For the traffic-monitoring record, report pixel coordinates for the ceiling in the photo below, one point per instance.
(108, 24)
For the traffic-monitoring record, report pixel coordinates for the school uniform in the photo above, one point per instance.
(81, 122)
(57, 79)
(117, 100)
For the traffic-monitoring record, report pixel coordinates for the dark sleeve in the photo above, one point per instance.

################

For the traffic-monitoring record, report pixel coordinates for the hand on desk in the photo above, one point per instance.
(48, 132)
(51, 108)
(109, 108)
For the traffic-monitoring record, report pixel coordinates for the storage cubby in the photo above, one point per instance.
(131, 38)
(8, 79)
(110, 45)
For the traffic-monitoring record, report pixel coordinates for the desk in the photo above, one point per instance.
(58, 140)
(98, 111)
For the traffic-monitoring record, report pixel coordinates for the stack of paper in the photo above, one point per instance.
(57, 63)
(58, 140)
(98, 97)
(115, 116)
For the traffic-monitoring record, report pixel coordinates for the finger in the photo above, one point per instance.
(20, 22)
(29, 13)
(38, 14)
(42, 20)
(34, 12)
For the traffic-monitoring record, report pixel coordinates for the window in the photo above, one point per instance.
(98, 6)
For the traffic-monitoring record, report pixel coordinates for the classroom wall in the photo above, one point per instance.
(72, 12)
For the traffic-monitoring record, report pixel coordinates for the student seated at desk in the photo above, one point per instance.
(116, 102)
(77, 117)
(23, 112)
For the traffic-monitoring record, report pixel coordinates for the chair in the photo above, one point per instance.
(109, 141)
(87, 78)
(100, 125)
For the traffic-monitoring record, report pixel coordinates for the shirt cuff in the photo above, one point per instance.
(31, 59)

################

Action item ▸
Your answer must consist solely of the lines above between the line holding "below, one point per instance." and the line holding "for the dark", inclusive, copied exactly.

Answer to the exercise ▸
For the traffic-monitoring record, report pixel coordinates for the ceiling in the photo below, one point per instance.
(108, 24)
For the traffic-monitoring record, report pixel coordinates for the school uniform in the photo above, one point per instance.
(81, 122)
(57, 79)
(117, 100)
For the traffic-monitoring record, report pixel coordinates for the dark sleeve in the photo above, one point per instance.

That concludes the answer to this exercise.